• _DATASET ROWS_

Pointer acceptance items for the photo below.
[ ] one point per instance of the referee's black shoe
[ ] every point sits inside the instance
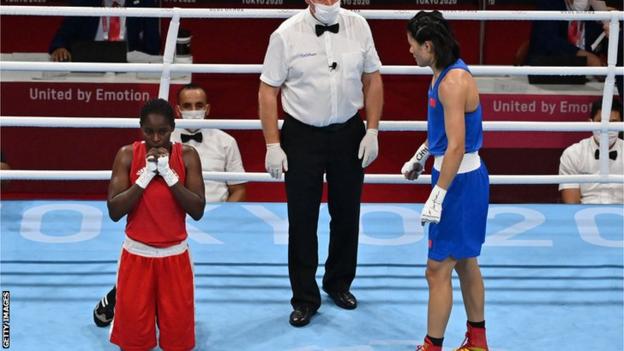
(103, 313)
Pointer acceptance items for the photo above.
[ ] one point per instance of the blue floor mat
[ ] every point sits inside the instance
(553, 276)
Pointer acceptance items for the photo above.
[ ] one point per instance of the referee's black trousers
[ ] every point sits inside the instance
(311, 152)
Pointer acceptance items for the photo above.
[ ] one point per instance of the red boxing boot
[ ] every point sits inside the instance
(428, 346)
(475, 340)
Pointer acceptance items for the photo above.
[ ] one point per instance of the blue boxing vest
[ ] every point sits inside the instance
(436, 134)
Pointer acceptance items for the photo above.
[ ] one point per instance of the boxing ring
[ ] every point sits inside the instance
(554, 274)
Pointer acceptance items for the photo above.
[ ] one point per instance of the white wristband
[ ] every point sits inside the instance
(145, 178)
(422, 154)
(373, 131)
(437, 195)
(171, 178)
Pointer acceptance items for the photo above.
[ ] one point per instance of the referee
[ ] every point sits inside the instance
(324, 62)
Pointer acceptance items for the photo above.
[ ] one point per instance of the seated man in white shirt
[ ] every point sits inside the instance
(217, 150)
(582, 158)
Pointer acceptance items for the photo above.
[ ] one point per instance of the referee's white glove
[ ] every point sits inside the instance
(148, 173)
(432, 210)
(416, 165)
(369, 148)
(275, 160)
(168, 174)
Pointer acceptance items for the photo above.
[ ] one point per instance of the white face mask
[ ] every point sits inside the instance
(579, 5)
(612, 137)
(327, 14)
(194, 114)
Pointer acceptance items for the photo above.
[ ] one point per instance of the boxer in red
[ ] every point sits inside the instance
(156, 183)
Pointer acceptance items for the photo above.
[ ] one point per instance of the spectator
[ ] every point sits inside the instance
(582, 158)
(561, 38)
(217, 150)
(141, 33)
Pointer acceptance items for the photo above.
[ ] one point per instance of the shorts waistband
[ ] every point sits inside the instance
(470, 162)
(329, 128)
(140, 249)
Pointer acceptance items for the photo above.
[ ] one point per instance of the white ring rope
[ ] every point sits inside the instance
(167, 67)
(264, 177)
(388, 126)
(285, 13)
(481, 70)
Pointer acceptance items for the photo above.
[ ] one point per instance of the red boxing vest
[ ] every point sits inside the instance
(157, 219)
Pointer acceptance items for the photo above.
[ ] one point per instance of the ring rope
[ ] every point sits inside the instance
(388, 126)
(476, 70)
(285, 13)
(264, 177)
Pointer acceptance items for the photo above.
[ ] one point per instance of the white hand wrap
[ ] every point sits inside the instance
(416, 165)
(369, 147)
(432, 210)
(147, 173)
(275, 160)
(167, 173)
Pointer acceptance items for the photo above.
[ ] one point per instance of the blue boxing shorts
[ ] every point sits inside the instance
(461, 231)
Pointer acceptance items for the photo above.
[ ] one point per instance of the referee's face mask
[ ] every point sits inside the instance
(326, 11)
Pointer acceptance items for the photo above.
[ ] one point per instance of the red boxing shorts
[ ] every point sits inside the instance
(154, 287)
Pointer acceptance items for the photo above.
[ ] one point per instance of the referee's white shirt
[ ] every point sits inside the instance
(580, 159)
(300, 63)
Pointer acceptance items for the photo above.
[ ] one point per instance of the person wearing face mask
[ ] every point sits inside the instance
(324, 62)
(572, 38)
(582, 158)
(217, 150)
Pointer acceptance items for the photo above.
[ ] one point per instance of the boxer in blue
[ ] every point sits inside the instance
(457, 207)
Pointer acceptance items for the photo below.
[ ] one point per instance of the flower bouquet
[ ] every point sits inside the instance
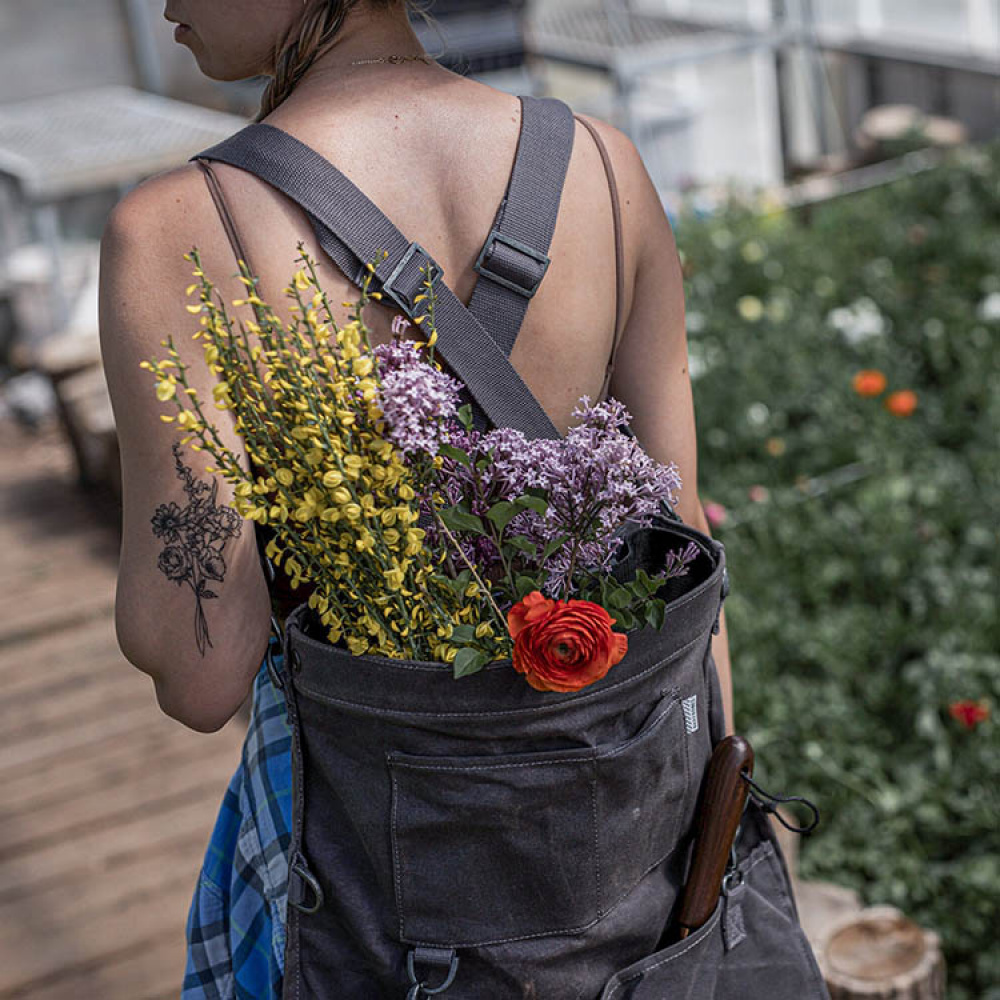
(420, 535)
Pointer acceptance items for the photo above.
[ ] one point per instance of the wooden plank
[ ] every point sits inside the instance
(118, 761)
(109, 805)
(152, 971)
(129, 929)
(38, 604)
(99, 855)
(159, 789)
(61, 908)
(48, 749)
(66, 710)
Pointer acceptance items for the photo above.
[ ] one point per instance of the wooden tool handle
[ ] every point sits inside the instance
(723, 795)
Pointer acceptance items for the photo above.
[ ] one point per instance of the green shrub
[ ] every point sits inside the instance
(863, 545)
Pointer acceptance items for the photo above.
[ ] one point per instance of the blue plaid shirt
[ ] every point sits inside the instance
(236, 925)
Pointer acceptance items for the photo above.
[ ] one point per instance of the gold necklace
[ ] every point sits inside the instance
(392, 59)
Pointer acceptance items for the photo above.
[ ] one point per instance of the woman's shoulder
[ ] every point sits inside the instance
(165, 206)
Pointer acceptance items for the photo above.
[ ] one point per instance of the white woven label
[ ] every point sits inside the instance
(690, 709)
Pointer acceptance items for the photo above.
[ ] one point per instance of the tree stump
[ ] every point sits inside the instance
(878, 954)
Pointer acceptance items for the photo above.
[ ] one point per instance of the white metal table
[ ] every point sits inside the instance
(90, 140)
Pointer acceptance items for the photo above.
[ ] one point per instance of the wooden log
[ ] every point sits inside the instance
(879, 954)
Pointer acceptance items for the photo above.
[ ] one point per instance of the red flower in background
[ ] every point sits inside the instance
(715, 513)
(902, 403)
(969, 713)
(869, 382)
(563, 645)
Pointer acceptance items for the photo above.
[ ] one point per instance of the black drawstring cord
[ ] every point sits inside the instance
(769, 803)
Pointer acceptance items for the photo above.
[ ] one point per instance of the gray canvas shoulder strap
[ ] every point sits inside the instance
(514, 257)
(353, 231)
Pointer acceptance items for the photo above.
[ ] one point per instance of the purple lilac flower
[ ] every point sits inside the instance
(595, 479)
(416, 398)
(398, 354)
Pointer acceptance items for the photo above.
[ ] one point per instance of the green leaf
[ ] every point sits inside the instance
(522, 544)
(553, 546)
(456, 519)
(618, 597)
(656, 613)
(502, 513)
(468, 661)
(449, 451)
(461, 582)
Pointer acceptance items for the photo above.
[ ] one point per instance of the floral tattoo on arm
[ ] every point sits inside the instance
(195, 537)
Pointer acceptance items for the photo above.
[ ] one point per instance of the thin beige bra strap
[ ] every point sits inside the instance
(228, 223)
(619, 254)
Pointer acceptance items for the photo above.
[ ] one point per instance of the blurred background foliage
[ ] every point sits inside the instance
(861, 532)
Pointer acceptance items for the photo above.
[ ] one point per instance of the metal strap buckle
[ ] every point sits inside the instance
(497, 237)
(434, 271)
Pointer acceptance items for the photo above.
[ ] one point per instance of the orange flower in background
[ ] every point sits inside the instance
(563, 645)
(969, 713)
(869, 382)
(902, 403)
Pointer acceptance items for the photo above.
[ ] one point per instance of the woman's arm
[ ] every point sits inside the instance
(651, 368)
(192, 607)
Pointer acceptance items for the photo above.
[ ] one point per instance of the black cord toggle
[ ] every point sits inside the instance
(769, 803)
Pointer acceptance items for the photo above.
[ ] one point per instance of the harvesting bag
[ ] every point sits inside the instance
(478, 838)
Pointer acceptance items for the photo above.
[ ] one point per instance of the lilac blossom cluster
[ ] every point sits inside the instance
(594, 480)
(416, 399)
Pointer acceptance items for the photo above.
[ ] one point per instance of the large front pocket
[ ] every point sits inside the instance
(497, 848)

• _GOAL OF THE EXERCISE_
Output all of the data exactly as it stands, minus any images.

• _RIGHT ANSWER_
Pointer acceptance items for the photo below.
[ ] one point per instance of the referee's black shoe
[ ] every point sits inside the instance
(103, 313)
Pointer acceptance items for the photo above.
[ ] one point per instance of the blue floor mat
[ ] every point sits inside the instance
(553, 276)
Pointer acceptance items for the photo above.
[ ] one point per instance of the referee's black trousers
[ ] every point sits inside the instance
(311, 152)
Pointer acceptance items for the photo above.
[ ] one point per instance of the red boxing boot
[ ] every point sits inside the instance
(428, 346)
(475, 340)
Pointer acceptance items for the photo above.
[ ] one point per instance of the blue boxing vest
[ ] every point sits inside the instance
(436, 134)
Pointer acceptance items for the photo above.
[ ] one point per instance of the boxing ring
[ ] every point sits inside the instance
(554, 274)
Pointer acceptance items for the photo above.
[ ] one point per instance of the white wristband
[ ] every point sits inside the instance
(145, 178)
(422, 154)
(373, 131)
(437, 195)
(171, 178)
Pointer acceptance items for the photo above.
[ ] one point per instance of the referee
[ ] every point sits inside the instance
(324, 62)
Pointer acceptance items for the photo above.
[ ] one point per instance of the seated man in white shirt
[ ] every point sits inside the instance
(217, 150)
(582, 158)
Pointer acceptance items for the photo above.
[ ] one point per instance of the referee's white glove
[ ] every point sits inside the instance
(148, 173)
(432, 210)
(416, 165)
(369, 148)
(275, 160)
(168, 174)
Pointer acceptance items for the photo above.
[ ] one point per instance of the white face mask
[ ] every point sits inside the instance
(579, 5)
(612, 137)
(327, 14)
(194, 114)
Pointer acceptance items for the photo above.
[ ] one point per instance of the boxer in red
[ ] every point sits inside the instance
(156, 183)
Pointer acceptance items for the photo above.
[ ] one point per instance of the spectator
[ ] every point sits inside the instance
(582, 158)
(561, 38)
(217, 150)
(141, 33)
Pointer acceptance items for the photo above.
[ ] one point per instance of the shorts waistband
[ ] every point sits inside the instance
(470, 162)
(329, 128)
(140, 249)
Pointer acceptance items for the photo above.
[ ] one point per instance of the white ring rope
[ ] every point sits inside the instance
(167, 67)
(264, 177)
(388, 126)
(285, 13)
(481, 70)
Pointer acceptance items for the photo above.
[ ] one point per instance of the red boxing vest
[ ] every point sits inside the instance
(157, 219)
Pointer acceptance items for the photo above.
[ ] one point per instance of the ring rope
[ ] every point sits inside the instance
(388, 126)
(476, 70)
(285, 13)
(264, 177)
Pointer acceptance items for the photo above.
[ ] one point per instance of the white hand wrap
[ ] every point sits inside the instance
(416, 165)
(369, 147)
(432, 210)
(147, 173)
(275, 160)
(167, 173)
Pointer acceptance items for the photo above.
[ ] one point per instance of the blue boxing shorts
[ ] every point sits inside the instance
(461, 231)
Pointer acceptance items for the photo above.
[ ] one point per instance of the referee's face mask
[ ] every point sits inside the instance
(326, 11)
Pointer acceptance items for the photo above.
[ ] one point per instance of the red boxing shorts
[ ] every point sits inside the instance
(154, 287)
Pointer acceptance items for the photo above.
[ ] one point per instance of the referee's white shirt
[ ] every point sits inside the instance
(580, 159)
(300, 63)
Pointer acceptance items for the photo above.
[ ] one point per instance of the person wearing face mask
[ ] every point sits inside the instance
(324, 62)
(572, 38)
(582, 158)
(217, 150)
Pointer acceptance items for the photo above.
[ ] one point per instance of the boxer in blue
[ ] every point sits inside the instance
(457, 207)
Pointer acceptance items for the photo below.
[ ] one point per instance of the flower bouquet
[ ] every point sits inside the instance
(420, 535)
Pointer acceptance items for the photo above.
[ ] one point per instance of the wooden plank
[ ] every point sits inside the instance
(118, 761)
(109, 805)
(152, 971)
(129, 929)
(38, 604)
(99, 855)
(159, 789)
(61, 908)
(48, 749)
(66, 710)
Pointer acceptance items for the photo above.
[ ] one point per instance of the wooden tool handle
[ ] every point sits inside the instance
(723, 795)
Pointer acceptance items for the photo above.
[ ] one point per instance of the green shrub
[ ] every point sits inside the instance
(863, 545)
Pointer acceptance items for the photo above.
[ ] one point per instance of the blue plaid shirt
[ ] every point sits inside the instance
(236, 925)
Pointer acceptance items for the photo above.
[ ] one point per instance of the gold necklace
[ ] every point sits inside the instance
(392, 59)
Pointer acceptance items for the photo above.
[ ] one point per instance of the woman's shoulder
[ ] every point sits inside the instance
(165, 206)
Pointer acceptance items for the photo above.
[ ] one point per instance of the white woven label
[ ] every point sits inside the instance
(690, 709)
Pointer acceptance items for the photo above.
[ ] one point per instance of the tree stump
[ ] every point sits inside the instance
(878, 954)
Pointer acceptance items for the photo above.
[ ] one point per instance of the white metal table
[ ] every point sits inside the instance
(90, 140)
Pointer acceptance items for the photo above.
[ ] one point per instance of the wooden log
[ ] every point sits inside the instance
(879, 954)
Pointer acceptance items for the photo above.
[ ] one point per instance of the red flower in background
[ ] every point sits inside the instance
(715, 513)
(902, 403)
(969, 713)
(869, 382)
(563, 645)
Pointer acceptance items for the photo above.
[ ] one point per instance of the black drawstring cord
[ ] every point sits inside the instance
(769, 803)
Pointer acceptance items for the photo above.
[ ] one point per instance of the gray canvas shoulder strap
[ ] every point sits inside the instance
(514, 257)
(353, 231)
Pointer acceptance items for the photo above.
[ ] one point per instance of the purple lilac flower
[ ] every point sits inside the instance
(595, 479)
(416, 398)
(398, 354)
Pointer acceptance items for the photo above.
[ ] one point per instance of the green leaf
[ ] every point sits inside the instance
(522, 544)
(553, 546)
(456, 519)
(618, 597)
(656, 613)
(502, 513)
(468, 661)
(449, 451)
(461, 582)
Pointer acceptance items for the photo above.
[ ] one point per instance of the floral tattoo on arm
[ ] every point sits inside the instance
(195, 537)
Pointer acceptance items for the photo above.
[ ] one point per instance of the thin beige bra strap
[ ] every point sits inside the instance
(228, 223)
(619, 254)
Pointer acceptance items for the photo above.
[ ] one point per instance of the blurred background foliage
[ ] every point sits inside the instance
(861, 532)
Pointer acceptance items for the photo above.
[ ] one point per instance of the metal strap buckle
[ ] every point sits inside the instance
(497, 237)
(434, 271)
Pointer acceptance items for the photo above.
[ ] one point per instance of the orange flower in background
[ ] every point sits inside the instance
(563, 645)
(969, 713)
(869, 382)
(902, 403)
Pointer acceptance items for the photo above.
[ ] one point per instance of the woman's arm
[ ] every point sits inside the instance
(651, 368)
(192, 607)
Pointer acceptance items for the photo above.
[ ] one point per instance of the black cord toggle
[ ] every point sits inside the instance
(769, 803)
Pointer acceptance items for the photo above.
[ ] one point per instance of the harvesting bag
[ ] every point sits inside the instance
(478, 838)
Pointer acceptance items for the photo above.
[ ] one point per instance of the lilac blossom cluster
[ ] every point sits inside the instance
(594, 480)
(416, 399)
Pointer acceptance items for the photo above.
[ ] one point per instance of the large front pocket
[ ] every point sits inside the instance
(497, 848)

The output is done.